A block of data:
START

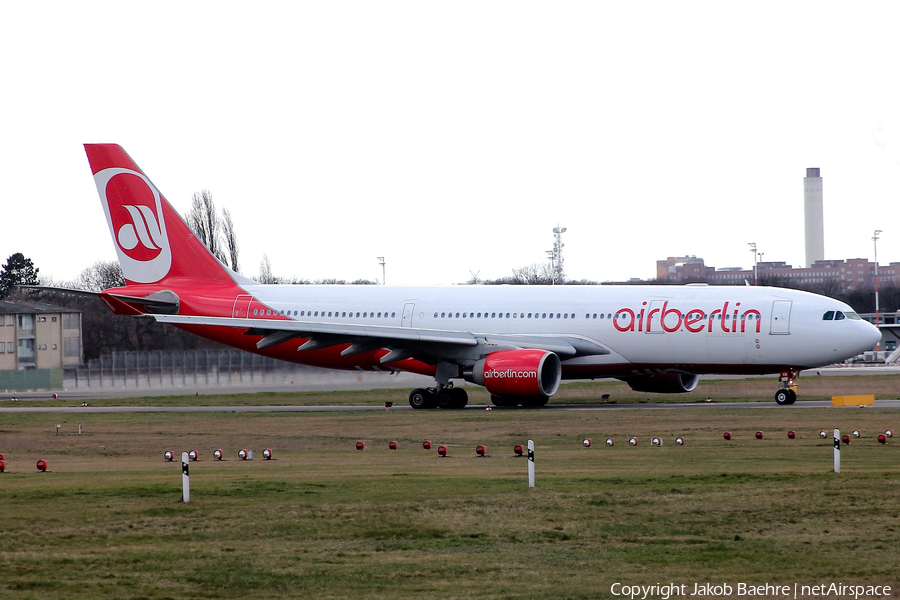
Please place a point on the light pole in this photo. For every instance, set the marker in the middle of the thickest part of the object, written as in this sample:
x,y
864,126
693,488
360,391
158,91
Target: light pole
x,y
877,320
753,250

END

▶ **Exercise directions**:
Give back all of the data above word for word, leaving out the picture.

▶ **Solution**:
Please place a point on the light pole in this photo. For every instance, set the marker in the middle of the thickest part of the object, written as in this sample:
x,y
864,126
693,488
360,391
158,91
Target: light pole
x,y
877,320
753,250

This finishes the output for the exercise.